Location identification items
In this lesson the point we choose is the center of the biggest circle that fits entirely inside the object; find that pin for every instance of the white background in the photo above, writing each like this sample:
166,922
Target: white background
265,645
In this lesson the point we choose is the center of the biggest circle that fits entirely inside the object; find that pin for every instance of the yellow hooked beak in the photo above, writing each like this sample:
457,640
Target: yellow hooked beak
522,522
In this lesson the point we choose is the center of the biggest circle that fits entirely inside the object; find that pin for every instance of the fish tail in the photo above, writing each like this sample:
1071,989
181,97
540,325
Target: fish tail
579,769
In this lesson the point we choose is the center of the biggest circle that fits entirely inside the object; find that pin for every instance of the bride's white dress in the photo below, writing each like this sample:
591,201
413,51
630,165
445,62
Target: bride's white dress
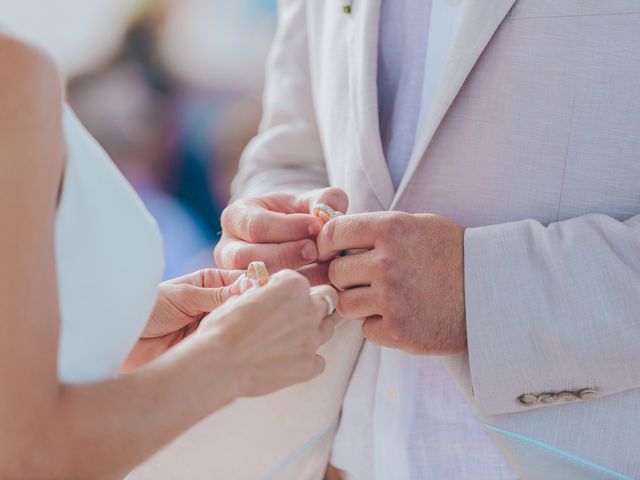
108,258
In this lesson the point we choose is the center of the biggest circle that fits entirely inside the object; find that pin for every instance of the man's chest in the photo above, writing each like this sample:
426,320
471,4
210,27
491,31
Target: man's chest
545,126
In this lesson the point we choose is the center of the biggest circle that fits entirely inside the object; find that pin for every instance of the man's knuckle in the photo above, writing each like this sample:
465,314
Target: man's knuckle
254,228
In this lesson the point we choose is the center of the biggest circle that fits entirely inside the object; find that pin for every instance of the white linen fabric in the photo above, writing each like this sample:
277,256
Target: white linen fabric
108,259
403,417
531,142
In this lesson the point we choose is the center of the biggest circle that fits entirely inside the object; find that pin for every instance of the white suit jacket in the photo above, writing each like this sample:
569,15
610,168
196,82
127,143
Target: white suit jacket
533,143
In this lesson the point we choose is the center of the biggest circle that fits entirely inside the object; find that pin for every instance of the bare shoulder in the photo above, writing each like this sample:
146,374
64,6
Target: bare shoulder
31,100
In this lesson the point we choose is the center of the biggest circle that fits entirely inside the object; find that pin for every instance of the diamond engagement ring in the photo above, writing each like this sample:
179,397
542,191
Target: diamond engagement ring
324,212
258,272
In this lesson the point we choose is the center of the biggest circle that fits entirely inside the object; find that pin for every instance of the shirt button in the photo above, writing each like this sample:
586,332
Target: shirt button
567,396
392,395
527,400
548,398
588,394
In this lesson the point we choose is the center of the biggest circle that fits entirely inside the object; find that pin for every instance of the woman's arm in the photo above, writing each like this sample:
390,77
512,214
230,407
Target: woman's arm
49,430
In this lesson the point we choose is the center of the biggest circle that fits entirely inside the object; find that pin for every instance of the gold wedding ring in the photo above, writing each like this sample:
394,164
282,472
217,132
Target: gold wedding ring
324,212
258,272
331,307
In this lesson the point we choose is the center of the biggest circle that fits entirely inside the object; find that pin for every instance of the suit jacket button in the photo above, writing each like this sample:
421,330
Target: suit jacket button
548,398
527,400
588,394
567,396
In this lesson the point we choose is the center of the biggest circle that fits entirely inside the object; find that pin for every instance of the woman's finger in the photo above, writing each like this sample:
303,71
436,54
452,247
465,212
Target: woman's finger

→ **GOAL**
Update the entire listing above by replacing "biggest circle" with "largest circle" wherever it appears, changing nothing else, and omit the pictures from your reply.

→ **REPLY TO THE TASK**
In this lesson the point we choose is the center of the largest circle that fits entirely inside the object; find that pin for every instance of the white background in the photo above, writing each like this sample:
166,922
Target: white background
265,645
In this lesson the point we choose is the center of the largest circle that fits entirely inside the object; find that pin for every instance of the yellow hooked beak in the photo above, writing each like this sample:
457,640
Target: yellow hooked beak
522,522
In this lesson the point we choose is the center of the largest circle that fits entirely inside the object; find that pin for every instance of the fish tail in the photo above, writing each like this sample:
1071,989
181,97
540,325
Target: fish tail
579,769
In this lesson the point we choose is the center of the largest circle that fits entirely inside the object; find that pin for every instance of the bride's white dress in the photo below, writing each like this sample:
591,201
413,51
630,165
445,62
Target: bride's white dress
108,258
In this lesson the point we choose is the center of the largest circle that fits entirely inside the object; find that pin for every instance of the man's chest in the photo above, writing each like this sample:
426,320
471,4
210,27
491,31
Target: man's chest
545,126
In this lesson the point we choose is the center of the largest circle that fits entirely inside the object; find that pin for every instance of the man's knuckle in the photo above, writing each like this sample:
465,314
Target: man's knuckle
254,228
In this lesson the point we choose is the center of the largest circle that fits entirely inside the object; find that pin for every instance of the white linen fabric in the photo above, writing each like this sample:
277,256
Target: white linen fabric
108,259
403,417
531,142
In this lesson the point we choose is the center of the largest circle that fits entirely inside the object; find that pin for every instance of the white suit jacket in the photo above, writing each like this sample:
569,15
610,168
196,82
127,143
Target: white suit jacket
533,143
In this lesson the point we choose is the center of the largest circle that fits entirely inside the object; find that pin for every instance of the bare shoulder in the photo above, writing each like this sample:
146,374
64,6
Target: bare shoulder
31,100
In this lesson the point we choose is the center of the largest circle that fits entirely inside the object; find that pin for every instance of the diamond engagement ring in the photo above, writing each like this sample:
179,397
542,191
Target: diamond engagement ring
324,212
258,272
In this lesson the point we choose is the center of the largest circle that fits entirely inside the object; find that pin for every instance of the shirt button in the photo above, writing each like this sample:
586,332
Target: shirt button
567,396
392,395
527,400
548,398
588,394
In this lesson the point we choose is the center of the largest circle that fits entirely inside the object; find that pin for every instance of the woman's arm in the photo above, writing each like this sample:
390,77
512,214
230,407
Target: woman's arm
49,430
In this lesson the point we choose is the center of the largest circle that fits entirely inside the object; find that pin for every instance of the gold wedding ring in the photo above, writing each like this sample:
394,164
282,472
217,132
Target: gold wedding ring
324,212
258,272
331,307
In this lesson the point we choose is the center of the largest circle that fits entirely inside the object; find that pin for every instance of the suit jacket button in the photo above, writing each like this sample:
421,330
Target: suit jacket button
548,398
527,400
588,394
567,396
In this lesson the point we choose is the center of the largest circle that fits entirely inside the object; find that pin for every instance of the woman's finger in the photo above, writing each like this sample:
303,71
436,54
452,247
465,212
Target: woman's finger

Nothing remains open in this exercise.